> _WHAT THIS EXERCISE ASKS_:
1 > In the passage about treating people who are "different," what does the writer call themselves instead of cold-hearted, unsympathetic, or mean?
2 > From the passage about treating people who are "different," write out the words from "I’m not cold-hearted, or" to "can handle themselves." without changing anything.

> _QUOTED PASSAGE_:
I’m not cold-hearted, or unsympathetic, or mean…I’m equal opportunity. Why wouldn’t I laugh at someone for doing something funny just because they’re “different?” And why should I feel awkward about it? They’re people too, and they have just as much of a right to act like a jackass as I anyone else. I think that’s my big thing. Just because someone is missing some genes, has a weak chin, or is missing one leg, has 4 nipples or pees the bed until they’re 12, shouldn’t make them exempt from the trials and struggles, joys and rewards that everyone else goes through. If you treat a child like they’re weak and unable to defend themselves, that’s what they will be. If you challenge them, and let others challenge them, you might be surprised at how well they can handle themselves.

> _DATASET EXTRACT_:
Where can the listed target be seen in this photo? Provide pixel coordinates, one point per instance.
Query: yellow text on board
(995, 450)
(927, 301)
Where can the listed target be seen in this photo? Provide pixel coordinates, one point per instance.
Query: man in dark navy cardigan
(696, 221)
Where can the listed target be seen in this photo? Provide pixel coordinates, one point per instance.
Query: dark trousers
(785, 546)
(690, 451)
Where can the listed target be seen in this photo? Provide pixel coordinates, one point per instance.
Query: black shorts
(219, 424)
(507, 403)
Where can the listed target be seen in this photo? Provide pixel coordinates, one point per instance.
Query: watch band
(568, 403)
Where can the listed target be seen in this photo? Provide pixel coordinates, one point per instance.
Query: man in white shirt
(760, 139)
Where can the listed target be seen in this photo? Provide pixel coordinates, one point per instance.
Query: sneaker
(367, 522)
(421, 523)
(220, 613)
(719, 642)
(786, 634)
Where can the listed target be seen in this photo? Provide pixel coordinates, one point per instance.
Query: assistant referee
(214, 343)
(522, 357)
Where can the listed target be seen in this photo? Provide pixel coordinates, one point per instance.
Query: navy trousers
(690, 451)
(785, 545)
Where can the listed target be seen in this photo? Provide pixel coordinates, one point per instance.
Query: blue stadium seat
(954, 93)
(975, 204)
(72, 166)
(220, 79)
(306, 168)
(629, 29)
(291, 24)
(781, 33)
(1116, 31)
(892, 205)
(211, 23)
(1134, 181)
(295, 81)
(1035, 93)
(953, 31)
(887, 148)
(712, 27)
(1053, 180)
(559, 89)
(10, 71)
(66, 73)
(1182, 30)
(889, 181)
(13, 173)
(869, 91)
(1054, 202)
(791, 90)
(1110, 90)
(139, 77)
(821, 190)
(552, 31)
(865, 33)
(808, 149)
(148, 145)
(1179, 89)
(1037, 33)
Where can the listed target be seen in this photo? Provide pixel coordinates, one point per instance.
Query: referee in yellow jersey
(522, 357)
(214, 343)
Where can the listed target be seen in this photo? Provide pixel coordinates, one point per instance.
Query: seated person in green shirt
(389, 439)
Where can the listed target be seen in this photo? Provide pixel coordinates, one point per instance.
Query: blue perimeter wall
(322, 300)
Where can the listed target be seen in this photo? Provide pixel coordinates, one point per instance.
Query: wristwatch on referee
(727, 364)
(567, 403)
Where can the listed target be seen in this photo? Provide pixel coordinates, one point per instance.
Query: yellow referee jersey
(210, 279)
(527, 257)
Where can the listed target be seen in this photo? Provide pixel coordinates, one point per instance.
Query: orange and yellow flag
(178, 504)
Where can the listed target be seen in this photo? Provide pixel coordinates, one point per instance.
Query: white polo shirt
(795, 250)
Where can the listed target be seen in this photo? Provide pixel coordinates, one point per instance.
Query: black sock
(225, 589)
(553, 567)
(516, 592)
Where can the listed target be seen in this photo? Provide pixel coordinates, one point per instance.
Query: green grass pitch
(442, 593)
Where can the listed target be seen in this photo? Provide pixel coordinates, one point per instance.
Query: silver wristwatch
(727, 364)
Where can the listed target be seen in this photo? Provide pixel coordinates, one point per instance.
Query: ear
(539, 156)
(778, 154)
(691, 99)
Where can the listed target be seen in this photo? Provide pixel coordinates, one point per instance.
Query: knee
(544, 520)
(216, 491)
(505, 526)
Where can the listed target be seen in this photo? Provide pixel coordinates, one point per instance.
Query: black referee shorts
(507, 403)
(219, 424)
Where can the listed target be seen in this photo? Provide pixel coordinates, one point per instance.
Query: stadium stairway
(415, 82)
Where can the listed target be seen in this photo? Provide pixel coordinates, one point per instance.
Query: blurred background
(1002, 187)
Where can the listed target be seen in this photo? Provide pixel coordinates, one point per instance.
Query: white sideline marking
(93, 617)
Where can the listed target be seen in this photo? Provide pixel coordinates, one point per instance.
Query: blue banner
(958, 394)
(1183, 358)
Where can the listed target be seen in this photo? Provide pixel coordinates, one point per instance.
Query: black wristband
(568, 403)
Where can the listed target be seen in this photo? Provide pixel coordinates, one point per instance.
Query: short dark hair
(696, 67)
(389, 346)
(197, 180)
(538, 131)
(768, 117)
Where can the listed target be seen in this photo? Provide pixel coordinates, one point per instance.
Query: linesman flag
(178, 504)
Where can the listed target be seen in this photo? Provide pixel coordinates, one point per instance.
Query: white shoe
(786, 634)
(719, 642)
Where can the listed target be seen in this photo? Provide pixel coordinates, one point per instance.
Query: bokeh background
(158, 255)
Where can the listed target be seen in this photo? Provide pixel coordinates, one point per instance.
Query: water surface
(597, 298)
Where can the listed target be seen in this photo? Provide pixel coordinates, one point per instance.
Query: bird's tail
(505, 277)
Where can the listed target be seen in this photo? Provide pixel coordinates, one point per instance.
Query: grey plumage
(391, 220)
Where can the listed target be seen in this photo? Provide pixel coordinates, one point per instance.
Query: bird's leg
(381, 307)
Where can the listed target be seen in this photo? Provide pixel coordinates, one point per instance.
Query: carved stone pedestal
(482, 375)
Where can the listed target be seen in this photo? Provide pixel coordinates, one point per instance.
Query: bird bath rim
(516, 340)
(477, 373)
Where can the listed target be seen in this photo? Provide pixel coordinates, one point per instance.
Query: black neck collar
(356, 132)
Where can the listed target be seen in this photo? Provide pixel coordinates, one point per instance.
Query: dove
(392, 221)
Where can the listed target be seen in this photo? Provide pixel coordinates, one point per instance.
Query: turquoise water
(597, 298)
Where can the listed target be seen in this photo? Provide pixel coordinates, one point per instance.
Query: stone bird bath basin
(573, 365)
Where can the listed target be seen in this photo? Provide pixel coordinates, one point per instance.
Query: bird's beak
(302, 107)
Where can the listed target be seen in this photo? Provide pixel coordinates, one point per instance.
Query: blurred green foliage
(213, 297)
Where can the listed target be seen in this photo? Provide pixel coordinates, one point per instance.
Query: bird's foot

> _RESULTS FOR THE EXERCISE_:
1 > Equal opportunity.

2 >
I’m not cold-hearted, or unsympathetic, or mean…I’m equal opportunity. Why wouldn’t I laugh at someone for doing something funny just because they’re “different?” And why should I feel awkward about it? They’re people too, and they have just as much of a right to act like a jackass as I anyone else. I think that’s my big thing. Just because someone is missing some genes, has a weak chin, or is missing one leg, has 4 nipples or pees the bed until they’re 12, shouldn’t make them exempt from the trials and struggles, joys and rewards that everyone else goes through. If you treat a child like they’re weak and unable to defend themselves, that’s what they will be. If you challenge them, and let others challenge them, you might be surprised at how well they can handle themselves.